## Brief
Show all lines from the data that include the word "fallen".

## Information given
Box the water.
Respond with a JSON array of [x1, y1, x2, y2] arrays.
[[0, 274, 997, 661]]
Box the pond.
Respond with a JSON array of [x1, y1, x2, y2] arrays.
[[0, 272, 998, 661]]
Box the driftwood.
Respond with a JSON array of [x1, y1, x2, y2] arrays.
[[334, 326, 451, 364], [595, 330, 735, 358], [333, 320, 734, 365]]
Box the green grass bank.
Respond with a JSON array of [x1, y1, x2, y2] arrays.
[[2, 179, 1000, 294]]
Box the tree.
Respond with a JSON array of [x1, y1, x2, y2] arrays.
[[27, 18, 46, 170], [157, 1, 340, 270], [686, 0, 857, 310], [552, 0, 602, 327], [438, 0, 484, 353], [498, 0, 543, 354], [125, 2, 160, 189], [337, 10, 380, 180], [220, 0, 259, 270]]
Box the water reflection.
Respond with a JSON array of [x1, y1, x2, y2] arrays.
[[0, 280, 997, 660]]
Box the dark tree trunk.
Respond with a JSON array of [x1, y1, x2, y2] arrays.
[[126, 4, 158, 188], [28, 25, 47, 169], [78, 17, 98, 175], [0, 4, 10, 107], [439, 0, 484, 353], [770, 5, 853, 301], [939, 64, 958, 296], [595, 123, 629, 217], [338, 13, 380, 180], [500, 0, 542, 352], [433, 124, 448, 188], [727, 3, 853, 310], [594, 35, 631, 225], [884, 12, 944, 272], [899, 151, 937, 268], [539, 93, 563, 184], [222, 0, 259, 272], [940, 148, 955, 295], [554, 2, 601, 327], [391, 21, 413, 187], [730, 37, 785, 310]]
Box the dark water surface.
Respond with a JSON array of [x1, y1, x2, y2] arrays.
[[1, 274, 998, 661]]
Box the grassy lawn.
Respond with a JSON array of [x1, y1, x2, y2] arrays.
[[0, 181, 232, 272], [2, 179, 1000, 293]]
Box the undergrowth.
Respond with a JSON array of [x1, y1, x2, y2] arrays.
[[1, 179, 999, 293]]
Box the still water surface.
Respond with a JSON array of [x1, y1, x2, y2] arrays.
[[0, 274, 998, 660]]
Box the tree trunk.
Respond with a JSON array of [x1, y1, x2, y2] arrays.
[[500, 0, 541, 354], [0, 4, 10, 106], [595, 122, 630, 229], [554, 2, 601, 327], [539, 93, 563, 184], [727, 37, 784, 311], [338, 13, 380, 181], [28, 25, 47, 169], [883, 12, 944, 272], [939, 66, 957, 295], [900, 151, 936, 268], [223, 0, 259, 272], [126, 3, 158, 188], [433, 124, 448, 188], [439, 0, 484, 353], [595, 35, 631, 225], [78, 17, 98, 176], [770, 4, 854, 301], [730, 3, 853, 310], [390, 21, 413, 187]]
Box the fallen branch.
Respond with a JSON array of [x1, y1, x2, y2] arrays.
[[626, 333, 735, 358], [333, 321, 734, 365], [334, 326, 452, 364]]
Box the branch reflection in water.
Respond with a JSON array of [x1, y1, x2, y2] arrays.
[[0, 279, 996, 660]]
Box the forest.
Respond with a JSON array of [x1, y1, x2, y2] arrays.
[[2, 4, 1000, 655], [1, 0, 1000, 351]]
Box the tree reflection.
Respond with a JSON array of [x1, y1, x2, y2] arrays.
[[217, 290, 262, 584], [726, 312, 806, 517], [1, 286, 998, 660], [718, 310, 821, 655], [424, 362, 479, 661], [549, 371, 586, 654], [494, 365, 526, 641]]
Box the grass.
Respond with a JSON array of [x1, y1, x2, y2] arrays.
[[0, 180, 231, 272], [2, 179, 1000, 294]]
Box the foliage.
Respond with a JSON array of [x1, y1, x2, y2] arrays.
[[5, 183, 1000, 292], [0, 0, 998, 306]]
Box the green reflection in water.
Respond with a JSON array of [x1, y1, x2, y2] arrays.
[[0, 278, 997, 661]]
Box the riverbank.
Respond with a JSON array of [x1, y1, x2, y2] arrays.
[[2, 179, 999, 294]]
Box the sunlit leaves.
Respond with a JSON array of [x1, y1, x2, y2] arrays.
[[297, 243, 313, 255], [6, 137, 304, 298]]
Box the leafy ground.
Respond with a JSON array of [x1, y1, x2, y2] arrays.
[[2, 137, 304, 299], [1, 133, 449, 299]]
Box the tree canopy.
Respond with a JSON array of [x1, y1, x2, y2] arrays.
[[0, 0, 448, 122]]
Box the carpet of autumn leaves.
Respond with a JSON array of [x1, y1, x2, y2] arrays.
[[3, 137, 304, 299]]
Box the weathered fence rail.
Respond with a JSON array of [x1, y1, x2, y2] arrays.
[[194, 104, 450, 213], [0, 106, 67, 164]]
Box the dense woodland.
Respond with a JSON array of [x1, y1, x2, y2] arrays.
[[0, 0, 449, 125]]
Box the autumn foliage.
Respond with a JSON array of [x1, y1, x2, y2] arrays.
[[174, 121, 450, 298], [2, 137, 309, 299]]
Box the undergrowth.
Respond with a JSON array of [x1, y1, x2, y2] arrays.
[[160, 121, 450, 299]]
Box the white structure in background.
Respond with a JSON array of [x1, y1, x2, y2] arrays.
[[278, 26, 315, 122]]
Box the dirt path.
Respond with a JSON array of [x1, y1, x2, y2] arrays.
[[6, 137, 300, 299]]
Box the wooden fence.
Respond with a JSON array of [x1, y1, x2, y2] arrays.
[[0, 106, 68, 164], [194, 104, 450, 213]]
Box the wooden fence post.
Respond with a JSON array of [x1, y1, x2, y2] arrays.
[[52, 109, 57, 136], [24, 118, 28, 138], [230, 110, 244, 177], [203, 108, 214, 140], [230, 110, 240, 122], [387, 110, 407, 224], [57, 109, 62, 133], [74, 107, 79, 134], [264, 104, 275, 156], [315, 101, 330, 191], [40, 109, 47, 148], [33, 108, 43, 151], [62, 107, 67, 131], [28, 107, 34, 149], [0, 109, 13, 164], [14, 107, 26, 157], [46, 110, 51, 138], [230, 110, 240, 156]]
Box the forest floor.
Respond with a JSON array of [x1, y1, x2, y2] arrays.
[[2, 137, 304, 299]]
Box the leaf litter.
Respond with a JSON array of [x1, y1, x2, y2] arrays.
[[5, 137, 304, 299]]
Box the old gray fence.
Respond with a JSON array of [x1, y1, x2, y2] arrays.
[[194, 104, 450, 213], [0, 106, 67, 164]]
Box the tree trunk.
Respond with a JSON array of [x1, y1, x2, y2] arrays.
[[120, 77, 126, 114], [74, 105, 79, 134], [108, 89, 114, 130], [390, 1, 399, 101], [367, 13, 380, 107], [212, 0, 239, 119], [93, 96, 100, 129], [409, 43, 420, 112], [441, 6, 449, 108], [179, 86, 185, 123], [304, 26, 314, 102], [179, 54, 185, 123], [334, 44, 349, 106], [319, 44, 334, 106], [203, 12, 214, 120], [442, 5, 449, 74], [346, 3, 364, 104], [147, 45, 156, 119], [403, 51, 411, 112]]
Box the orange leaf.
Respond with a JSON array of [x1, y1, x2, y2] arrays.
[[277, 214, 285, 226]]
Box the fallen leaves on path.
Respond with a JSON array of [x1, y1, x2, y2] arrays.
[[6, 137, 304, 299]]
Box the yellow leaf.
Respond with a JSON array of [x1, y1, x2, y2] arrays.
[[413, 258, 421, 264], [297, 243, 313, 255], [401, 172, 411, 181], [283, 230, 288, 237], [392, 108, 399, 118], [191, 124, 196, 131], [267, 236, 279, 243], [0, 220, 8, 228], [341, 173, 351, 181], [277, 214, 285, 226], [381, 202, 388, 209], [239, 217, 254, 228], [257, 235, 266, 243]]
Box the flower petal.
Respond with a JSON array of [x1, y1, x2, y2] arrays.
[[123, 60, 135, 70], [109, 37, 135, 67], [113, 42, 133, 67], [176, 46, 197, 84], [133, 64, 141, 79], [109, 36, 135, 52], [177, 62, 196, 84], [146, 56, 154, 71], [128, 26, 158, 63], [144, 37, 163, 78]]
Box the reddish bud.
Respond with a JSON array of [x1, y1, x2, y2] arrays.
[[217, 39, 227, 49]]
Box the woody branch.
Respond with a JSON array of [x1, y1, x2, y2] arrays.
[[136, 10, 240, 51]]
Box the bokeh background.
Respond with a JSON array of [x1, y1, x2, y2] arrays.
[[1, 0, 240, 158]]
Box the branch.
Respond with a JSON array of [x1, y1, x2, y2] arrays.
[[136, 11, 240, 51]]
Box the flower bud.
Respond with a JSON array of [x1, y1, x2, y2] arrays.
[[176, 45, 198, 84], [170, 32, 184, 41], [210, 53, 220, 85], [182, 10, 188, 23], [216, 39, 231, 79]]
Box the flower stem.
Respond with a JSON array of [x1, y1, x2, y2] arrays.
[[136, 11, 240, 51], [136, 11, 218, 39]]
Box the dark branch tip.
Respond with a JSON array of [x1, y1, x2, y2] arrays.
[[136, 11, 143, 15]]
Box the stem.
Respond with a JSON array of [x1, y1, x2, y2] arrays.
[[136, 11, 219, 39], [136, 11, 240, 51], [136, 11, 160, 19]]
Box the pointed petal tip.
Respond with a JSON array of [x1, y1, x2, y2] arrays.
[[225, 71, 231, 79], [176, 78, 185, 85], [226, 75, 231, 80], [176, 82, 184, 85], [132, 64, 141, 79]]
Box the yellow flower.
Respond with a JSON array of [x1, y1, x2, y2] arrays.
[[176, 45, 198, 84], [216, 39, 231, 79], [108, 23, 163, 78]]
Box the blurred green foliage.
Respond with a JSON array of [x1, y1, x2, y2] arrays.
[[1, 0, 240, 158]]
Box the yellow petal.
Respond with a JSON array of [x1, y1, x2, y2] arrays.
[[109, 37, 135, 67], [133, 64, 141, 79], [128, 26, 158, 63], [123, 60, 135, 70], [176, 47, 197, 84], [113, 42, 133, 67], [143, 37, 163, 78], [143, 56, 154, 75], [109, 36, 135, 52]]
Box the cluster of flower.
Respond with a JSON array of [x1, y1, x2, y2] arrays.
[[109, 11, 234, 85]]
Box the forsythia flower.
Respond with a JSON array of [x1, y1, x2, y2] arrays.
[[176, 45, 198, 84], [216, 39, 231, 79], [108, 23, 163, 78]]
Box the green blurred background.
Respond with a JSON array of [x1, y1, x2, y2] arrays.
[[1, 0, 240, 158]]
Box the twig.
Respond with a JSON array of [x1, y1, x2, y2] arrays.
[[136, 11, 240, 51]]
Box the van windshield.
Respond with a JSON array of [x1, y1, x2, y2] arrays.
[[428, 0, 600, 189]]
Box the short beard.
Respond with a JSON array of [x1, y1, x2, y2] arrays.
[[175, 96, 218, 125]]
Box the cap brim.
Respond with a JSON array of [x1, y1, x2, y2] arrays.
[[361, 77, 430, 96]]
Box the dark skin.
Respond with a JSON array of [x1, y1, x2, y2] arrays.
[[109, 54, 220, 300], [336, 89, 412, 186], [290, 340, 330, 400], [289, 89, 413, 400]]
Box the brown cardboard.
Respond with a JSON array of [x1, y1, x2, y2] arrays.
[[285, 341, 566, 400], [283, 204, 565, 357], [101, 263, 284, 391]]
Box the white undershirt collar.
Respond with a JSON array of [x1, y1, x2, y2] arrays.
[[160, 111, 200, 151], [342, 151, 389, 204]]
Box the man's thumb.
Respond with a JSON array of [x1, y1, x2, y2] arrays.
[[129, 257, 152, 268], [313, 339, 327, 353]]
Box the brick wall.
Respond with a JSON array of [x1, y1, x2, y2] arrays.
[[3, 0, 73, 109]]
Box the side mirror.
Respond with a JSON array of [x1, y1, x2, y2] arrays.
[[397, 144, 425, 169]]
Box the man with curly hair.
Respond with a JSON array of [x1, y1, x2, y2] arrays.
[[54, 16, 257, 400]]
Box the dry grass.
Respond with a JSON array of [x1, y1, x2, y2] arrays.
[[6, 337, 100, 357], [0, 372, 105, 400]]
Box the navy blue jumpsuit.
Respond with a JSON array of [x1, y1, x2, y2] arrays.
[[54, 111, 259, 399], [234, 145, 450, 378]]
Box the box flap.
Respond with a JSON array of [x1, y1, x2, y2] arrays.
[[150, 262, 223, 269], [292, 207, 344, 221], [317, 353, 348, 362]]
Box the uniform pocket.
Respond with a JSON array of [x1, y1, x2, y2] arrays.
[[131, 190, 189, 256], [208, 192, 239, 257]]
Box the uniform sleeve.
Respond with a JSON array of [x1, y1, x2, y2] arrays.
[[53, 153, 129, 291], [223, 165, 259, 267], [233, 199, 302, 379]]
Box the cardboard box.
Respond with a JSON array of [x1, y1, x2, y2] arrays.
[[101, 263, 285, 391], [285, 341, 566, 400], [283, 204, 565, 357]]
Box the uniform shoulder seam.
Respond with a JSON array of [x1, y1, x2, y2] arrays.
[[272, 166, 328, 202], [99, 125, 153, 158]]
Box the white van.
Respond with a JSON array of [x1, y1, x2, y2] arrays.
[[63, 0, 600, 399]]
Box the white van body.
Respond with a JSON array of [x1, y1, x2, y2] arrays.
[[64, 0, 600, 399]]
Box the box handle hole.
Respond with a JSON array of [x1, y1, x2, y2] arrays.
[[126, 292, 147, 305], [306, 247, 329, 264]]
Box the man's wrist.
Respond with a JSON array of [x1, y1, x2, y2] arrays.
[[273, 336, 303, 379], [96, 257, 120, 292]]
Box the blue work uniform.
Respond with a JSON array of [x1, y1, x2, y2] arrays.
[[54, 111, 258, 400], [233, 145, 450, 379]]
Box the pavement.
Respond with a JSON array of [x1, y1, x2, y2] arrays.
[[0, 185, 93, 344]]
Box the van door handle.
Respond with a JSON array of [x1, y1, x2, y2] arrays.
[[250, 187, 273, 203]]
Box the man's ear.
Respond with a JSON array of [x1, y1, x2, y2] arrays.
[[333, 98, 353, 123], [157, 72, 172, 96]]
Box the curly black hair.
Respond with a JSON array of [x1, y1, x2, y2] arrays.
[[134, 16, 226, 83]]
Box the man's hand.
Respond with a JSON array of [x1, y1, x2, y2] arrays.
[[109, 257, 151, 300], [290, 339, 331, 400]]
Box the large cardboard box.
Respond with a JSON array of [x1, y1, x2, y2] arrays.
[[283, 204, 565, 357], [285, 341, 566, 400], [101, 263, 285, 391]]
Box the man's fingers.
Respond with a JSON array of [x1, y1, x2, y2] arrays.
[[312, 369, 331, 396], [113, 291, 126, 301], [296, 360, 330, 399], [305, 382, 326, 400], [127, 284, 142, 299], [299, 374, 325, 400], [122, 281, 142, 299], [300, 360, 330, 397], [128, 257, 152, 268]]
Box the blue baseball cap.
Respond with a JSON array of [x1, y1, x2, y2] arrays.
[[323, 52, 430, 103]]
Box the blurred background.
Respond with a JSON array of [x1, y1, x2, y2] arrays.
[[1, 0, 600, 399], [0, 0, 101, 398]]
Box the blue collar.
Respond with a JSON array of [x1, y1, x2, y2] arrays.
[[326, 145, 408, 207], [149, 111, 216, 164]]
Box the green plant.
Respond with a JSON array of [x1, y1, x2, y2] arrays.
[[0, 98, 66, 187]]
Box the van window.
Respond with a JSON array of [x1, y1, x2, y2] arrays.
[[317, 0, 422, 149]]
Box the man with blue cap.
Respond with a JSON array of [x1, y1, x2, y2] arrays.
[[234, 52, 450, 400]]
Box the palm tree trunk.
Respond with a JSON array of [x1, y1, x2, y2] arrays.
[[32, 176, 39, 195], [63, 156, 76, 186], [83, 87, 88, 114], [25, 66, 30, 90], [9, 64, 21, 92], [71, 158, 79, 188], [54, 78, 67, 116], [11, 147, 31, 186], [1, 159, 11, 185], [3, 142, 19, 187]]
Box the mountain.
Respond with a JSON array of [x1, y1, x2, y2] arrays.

## Expected answer
Box the fallen branch.
Box the fallen leaves on path.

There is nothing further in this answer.